Exercise aim: Could you reproduce the abstract below word for word, starting with "Presenting author: Natalia" and going on through "women in Russia."?

Text passage:
======
Type of submission: Oral

Conference track: Research

Topics: Human Rights and Harm Reduction; Women, Drug Use and Harm Reduction

Presenting author: Natalia Sidorenko

Presenting author biography:

I"m started my journey in AIDS services in 2002: peer-to-peer classes in schools and at universities. Later I did outreach work with various groups: drug users, migrants, sex workers, ex-convicts… I"m work from an outreach worker to a project manager, trainer, and counselor to Russian and international organizations.

“A Nobody’s Patient”: Healthcare for pregnant drug-using women in Russia through the eyes of physicians and patients

Natalia Sidorenko, Janna Ataiants

Background: Up to 11% pregnant women in Russia have history of illicit drug use. Drug-dependent pregnant women frequently receive late or no prenatal care and underutilize other healthcare services. Little is known about barriers to accessing healthcare for pregnant drug-using women in Russia.

Methodology: Semi-structured in-depth interviews were conducted with 27 key informants (drug-dependent women, physicians, and staff of harm reduction agencies) in three Russian cities in 2013-2014.
======
Listed entries:
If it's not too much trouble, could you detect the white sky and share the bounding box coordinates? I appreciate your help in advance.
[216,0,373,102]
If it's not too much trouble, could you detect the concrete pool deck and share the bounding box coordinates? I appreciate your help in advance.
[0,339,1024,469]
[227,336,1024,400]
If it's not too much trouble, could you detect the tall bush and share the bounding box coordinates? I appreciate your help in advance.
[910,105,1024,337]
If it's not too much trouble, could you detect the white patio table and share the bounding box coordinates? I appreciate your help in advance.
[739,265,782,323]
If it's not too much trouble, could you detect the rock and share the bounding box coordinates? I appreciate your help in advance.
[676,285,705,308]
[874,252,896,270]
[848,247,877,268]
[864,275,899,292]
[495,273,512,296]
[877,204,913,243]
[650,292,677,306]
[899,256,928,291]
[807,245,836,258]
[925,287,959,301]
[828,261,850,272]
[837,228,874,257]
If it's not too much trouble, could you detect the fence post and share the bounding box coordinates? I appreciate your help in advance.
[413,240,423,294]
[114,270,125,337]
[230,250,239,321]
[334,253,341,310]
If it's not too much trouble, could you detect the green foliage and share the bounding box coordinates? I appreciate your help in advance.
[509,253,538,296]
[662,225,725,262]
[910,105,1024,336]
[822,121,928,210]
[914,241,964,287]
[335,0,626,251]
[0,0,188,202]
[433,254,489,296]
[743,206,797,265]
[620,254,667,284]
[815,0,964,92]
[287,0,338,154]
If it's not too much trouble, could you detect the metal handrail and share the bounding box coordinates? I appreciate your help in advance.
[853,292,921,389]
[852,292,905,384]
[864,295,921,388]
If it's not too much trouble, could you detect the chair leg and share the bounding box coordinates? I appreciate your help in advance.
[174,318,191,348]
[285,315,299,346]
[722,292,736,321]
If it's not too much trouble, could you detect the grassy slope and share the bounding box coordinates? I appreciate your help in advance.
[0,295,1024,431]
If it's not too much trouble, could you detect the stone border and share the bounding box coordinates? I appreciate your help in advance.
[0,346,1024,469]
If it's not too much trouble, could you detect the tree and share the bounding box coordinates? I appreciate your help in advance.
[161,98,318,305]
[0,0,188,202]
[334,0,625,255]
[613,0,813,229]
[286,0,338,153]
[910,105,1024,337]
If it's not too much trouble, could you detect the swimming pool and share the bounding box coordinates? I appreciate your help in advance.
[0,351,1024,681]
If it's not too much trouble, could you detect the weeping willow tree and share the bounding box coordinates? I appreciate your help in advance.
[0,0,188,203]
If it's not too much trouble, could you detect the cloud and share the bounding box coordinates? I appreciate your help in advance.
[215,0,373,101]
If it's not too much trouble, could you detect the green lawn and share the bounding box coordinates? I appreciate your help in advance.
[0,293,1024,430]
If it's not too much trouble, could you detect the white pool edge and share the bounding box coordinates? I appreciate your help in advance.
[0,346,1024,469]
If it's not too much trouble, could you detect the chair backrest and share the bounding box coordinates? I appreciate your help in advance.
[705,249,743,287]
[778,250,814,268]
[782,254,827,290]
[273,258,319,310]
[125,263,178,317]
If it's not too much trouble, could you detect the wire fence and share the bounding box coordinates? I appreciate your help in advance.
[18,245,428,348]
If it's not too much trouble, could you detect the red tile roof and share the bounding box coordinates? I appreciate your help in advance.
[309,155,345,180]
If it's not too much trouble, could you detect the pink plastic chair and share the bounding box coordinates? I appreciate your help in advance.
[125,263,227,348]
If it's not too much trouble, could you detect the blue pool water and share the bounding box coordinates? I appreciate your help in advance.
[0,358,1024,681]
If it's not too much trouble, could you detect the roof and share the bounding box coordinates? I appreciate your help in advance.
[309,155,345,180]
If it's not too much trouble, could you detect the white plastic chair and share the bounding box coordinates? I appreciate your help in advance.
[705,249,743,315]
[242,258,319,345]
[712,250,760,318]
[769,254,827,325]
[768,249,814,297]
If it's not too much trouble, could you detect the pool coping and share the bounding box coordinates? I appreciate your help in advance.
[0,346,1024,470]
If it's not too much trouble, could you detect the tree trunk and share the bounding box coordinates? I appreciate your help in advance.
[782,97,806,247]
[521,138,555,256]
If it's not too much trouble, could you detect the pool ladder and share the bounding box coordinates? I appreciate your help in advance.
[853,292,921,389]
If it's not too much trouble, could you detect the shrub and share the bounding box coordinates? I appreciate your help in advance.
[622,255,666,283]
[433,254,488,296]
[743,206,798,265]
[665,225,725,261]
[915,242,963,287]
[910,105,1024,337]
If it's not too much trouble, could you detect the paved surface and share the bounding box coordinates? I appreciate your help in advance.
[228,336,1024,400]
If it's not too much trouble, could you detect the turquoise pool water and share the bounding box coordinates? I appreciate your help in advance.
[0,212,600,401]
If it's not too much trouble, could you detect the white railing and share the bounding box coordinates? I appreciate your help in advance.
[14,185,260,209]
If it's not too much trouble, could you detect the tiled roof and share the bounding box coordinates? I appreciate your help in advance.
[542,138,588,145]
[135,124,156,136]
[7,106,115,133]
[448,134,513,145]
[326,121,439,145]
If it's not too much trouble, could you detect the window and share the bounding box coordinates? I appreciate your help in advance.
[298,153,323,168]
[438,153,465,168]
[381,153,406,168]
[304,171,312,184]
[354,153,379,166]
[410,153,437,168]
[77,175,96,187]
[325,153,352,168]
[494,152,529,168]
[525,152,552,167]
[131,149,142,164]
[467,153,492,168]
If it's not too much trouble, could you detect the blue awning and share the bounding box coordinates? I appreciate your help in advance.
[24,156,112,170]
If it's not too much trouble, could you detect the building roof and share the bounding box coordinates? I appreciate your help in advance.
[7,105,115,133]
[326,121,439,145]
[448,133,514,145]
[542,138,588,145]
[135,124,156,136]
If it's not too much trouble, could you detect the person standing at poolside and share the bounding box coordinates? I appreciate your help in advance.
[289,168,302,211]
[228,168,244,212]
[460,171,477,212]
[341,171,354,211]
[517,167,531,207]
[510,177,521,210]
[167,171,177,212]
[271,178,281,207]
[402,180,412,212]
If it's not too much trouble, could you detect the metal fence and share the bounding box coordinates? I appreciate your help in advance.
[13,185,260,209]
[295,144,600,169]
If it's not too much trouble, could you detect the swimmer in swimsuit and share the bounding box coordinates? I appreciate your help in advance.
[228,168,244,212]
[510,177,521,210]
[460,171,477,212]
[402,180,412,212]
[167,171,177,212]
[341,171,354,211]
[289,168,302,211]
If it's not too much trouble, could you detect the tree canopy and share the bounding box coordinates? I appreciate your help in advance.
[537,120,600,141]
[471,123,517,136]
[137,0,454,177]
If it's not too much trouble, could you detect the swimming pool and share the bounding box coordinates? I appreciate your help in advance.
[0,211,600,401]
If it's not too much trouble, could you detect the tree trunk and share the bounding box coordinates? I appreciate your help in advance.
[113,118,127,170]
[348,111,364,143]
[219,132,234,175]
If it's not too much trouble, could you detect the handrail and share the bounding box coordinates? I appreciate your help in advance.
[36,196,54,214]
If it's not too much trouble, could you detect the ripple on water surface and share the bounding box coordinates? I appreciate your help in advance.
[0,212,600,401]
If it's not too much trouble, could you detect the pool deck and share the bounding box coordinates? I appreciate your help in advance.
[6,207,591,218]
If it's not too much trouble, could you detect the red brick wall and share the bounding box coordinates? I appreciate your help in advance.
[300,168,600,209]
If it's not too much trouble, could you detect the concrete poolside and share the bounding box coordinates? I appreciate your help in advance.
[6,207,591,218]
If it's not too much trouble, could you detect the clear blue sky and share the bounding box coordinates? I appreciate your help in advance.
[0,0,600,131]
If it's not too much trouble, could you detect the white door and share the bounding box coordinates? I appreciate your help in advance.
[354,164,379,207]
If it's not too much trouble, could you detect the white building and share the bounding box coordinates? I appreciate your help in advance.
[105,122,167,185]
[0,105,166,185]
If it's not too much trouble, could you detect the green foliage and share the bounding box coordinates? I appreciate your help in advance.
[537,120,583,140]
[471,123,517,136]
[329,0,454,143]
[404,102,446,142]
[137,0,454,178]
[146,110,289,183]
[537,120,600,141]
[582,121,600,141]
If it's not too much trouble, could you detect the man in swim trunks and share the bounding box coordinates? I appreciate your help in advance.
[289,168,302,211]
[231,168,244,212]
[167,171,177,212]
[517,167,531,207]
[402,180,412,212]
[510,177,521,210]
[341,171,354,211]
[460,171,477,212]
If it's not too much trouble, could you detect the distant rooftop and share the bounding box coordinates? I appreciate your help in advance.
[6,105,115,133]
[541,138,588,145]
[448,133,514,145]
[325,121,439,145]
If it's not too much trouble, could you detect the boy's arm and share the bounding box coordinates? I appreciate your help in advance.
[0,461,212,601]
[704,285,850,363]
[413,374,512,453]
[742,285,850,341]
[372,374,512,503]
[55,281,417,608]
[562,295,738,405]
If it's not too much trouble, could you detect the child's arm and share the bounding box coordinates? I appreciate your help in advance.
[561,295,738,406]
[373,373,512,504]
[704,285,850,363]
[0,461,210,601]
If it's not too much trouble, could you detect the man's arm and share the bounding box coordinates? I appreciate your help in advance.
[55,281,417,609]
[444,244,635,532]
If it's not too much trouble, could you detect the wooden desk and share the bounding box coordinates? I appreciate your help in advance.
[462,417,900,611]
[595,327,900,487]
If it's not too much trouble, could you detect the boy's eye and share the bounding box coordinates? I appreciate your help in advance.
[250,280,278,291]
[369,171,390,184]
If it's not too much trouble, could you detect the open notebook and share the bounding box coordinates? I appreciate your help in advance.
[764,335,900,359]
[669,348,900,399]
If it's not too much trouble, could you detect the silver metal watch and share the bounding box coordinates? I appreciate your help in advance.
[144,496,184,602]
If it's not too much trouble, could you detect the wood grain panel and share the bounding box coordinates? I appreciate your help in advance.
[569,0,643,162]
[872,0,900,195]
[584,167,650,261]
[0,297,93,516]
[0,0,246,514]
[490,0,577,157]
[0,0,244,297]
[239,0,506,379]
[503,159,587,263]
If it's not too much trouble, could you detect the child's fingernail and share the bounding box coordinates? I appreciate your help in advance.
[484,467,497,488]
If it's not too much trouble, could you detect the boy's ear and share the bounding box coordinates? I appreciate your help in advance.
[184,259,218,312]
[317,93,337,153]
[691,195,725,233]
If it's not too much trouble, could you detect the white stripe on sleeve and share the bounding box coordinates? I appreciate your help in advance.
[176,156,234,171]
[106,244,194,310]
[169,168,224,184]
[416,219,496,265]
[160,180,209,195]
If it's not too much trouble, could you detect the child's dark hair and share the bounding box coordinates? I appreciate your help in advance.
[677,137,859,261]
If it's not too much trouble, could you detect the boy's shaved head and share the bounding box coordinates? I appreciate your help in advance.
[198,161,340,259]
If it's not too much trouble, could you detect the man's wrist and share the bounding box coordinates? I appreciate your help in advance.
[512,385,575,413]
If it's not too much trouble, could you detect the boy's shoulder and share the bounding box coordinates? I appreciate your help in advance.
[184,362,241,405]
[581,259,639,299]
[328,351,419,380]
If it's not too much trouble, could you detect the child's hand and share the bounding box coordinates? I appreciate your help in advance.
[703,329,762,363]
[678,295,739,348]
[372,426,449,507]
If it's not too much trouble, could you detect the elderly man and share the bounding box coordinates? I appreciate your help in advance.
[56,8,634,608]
======
Result:
Presenting author: Natalia Sidorenko

Presenting author biography:

I"m started my journey in AIDS services in 2002: peer-to-peer classes in schools and at universities. Later I did outreach work with various groups: drug users, migrants, sex workers, ex-convicts… I"m work from an outreach worker to a project manager, trainer, and counselor to Russian and international organizations.

“A Nobody’s Patient”: Healthcare for pregnant drug-using women in Russia through the eyes of physicians and patients

Natalia Sidorenko, Janna Ataiants

Background: Up to 11% pregnant women in Russia have history of illicit drug use. Drug-dependent pregnant women frequently receive late or no prenatal care and underutilize other healthcare services. Little is known about barriers to accessing healthcare for pregnant drug-using women in Russia.